Fig. 7: Case 1: uniformly generated random task sets.



#### **Case 2 Results**



(a) Schedulability vs Utilization (SPM size = 64 kB / DMA throughput = 1.0 GB/s) (b) Weighted Schedulability vs SPM size (DMA throughput = 1.0 GB/s) (c) Weighted Schedulability vs DMA throughput (SPM size = 64 kB)

Fig. 8: Case 2: heavy load task sets with 'disparity' using 50% of the system utilization.



# **Results Summary**

- Case 1: The streaming model results in an improvement up to 16% for the weighted schedulability compared the non streaming mode.
- Case 2: The streaming model results in an improvement up to 33% for the weighted schedulability compared the non streaming mode.
- The schedulability improves at the beginning as the SPM size increases since larger SPM sizes cause less segmentation and hence less overhead and less blocking from lower priority tasks. Then, the performance peaks and starts to decline as large SPM sizes imply large DMA times due to the fixed-time assumption used in the analysis; this causes under-utilization of the segments with smaller execution time.
- Increasing the DMA throughput improves the schedulability as the impact of the DMA time on the response time of the tasks is reduced.
- The effect of the overhead on the schedulability is minimal and becomes only relevant at high DMA throughput when segment length is shorter.

> **INSTRUCTION 1**
Print everything in the schedulability results from "Fig. 7: Case" down to "the system utilization.".
> **INSTRUCTION 2**
Answer these from the schedulability results:
(a) What is the largest improvement in weighted schedulability the streaming model gives in Case 1?
(b) What share of the system utilization does the 'disparity' use in the Case 2 task sets?
(c) Under what conditions does overhead start to matter for schedulability?
> **INSTRUCTION 3**
Carry the schedulability results on past their final line.
The material plays no part in this.

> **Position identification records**
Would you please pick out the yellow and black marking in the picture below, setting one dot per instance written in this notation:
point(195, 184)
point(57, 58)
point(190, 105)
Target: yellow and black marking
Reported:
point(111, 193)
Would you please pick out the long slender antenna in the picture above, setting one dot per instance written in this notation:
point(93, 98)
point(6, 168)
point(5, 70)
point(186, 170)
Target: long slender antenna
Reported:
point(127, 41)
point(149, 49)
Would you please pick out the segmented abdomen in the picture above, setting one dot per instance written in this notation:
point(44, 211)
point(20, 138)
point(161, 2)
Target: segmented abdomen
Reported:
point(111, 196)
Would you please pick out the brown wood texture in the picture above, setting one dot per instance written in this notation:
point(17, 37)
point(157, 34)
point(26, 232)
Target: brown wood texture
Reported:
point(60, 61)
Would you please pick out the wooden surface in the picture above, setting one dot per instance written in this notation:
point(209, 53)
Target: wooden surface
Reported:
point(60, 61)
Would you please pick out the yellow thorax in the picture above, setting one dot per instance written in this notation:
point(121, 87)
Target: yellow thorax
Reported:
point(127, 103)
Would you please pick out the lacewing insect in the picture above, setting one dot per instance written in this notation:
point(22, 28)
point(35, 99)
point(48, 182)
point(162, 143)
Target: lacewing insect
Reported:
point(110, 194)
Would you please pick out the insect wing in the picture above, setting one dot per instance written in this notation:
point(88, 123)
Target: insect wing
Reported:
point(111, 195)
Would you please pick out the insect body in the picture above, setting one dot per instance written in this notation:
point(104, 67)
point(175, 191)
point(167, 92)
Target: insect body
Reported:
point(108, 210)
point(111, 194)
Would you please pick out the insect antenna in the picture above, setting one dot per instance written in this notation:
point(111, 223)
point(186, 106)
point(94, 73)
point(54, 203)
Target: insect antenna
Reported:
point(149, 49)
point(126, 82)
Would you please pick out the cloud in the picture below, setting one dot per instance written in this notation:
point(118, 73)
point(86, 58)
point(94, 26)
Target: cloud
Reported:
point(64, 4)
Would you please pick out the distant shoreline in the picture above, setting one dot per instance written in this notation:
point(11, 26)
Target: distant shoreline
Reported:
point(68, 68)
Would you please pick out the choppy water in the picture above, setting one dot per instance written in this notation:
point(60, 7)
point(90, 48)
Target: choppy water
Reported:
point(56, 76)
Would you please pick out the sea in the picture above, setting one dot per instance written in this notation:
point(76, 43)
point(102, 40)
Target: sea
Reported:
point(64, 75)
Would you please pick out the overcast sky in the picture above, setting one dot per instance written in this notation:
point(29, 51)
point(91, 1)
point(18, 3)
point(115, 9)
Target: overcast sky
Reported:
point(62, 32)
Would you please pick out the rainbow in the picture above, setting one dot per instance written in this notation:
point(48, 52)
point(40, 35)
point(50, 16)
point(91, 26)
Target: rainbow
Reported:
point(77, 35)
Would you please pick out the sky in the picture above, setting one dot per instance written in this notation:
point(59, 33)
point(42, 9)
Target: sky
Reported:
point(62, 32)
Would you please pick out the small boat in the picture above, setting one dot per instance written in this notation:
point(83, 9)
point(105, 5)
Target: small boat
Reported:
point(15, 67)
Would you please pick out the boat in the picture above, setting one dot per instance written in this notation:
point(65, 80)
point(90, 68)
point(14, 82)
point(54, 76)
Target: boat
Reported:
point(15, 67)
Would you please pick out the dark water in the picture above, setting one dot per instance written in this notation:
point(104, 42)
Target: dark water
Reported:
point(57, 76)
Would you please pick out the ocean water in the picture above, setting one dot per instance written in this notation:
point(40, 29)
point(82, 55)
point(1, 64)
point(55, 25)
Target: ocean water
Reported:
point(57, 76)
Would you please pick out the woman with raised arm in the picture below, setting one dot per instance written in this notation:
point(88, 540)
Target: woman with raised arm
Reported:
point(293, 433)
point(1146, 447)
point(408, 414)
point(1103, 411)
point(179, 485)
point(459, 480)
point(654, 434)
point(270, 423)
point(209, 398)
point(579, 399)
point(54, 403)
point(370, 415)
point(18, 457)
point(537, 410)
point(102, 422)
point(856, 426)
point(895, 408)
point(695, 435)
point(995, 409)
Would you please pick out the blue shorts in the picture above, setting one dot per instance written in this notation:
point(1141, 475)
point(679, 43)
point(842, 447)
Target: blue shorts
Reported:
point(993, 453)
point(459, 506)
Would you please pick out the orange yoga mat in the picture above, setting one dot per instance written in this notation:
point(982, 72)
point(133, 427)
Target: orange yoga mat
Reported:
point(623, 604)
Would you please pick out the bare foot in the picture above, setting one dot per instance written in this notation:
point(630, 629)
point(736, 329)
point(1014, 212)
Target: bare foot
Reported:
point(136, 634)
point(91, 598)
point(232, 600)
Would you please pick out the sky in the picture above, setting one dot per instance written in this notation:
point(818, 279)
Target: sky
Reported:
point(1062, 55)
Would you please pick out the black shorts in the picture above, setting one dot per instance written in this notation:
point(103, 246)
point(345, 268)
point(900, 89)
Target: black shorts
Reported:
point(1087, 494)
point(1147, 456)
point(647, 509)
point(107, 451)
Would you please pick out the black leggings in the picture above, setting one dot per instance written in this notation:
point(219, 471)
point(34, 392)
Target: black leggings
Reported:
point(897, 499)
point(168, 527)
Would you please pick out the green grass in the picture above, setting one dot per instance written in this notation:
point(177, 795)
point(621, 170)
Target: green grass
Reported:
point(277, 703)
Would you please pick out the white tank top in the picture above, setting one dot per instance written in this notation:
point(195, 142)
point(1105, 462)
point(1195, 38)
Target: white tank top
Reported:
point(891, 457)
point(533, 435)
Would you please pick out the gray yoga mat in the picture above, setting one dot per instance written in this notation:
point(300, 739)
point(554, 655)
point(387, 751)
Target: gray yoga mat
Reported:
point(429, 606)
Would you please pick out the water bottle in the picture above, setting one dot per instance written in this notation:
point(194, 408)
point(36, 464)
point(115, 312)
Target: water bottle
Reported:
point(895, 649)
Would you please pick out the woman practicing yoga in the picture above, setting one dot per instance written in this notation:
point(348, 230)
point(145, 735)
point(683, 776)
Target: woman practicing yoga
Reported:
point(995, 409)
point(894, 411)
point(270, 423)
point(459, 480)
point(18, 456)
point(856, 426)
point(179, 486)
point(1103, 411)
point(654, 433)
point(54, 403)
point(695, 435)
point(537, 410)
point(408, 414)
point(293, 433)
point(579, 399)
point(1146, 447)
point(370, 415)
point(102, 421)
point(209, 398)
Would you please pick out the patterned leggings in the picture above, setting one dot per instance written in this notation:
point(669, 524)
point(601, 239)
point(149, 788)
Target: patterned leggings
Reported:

> **WRITTEN REPLY 1**
Fig. 7: Case 1: uniformly generated random task sets.



#### **Case 2 Results**



(a) Schedulability vs Utilization (SPM size = 64 kB / DMA throughput = 1.0 GB/s) (b) Weighted Schedulability vs SPM size (DMA throughput = 1.0 GB/s) (c) Weighted Schedulability vs DMA throughput (SPM size = 64 kB)

Fig. 8: Case 2: heavy load task sets with 'disparity' using 50% of the system utilization.

> **WRITTEN REPLY 2**
(a) Up to 16%.
(b) 50%.
(c) At high DMA throughput, when segment length is shorter.

> **WRITTEN REPLY 3**
# Conclusion & Future Work



### Conclusion

- The three-phase execution model has proven effective in increasing predictability of memory accesses while hiding access latency through the use of a DMA engine.
- We have proposed a new streaming model for three-phase tasks that allows consecutive segments of the same task to execute sequentially, improving schedulability.
- We have described an automatic compilation framework that adds all required OS calls to the programs, and evaluated the approach on a commercial RTOS and realistic benchmarks.



## **Future Work**

- Make the model more applicable by relaxing program constraints and provide automatic program transformation algorithms.
- Improve the schedulability by making more complex assumptions on DMA time (variable-time model).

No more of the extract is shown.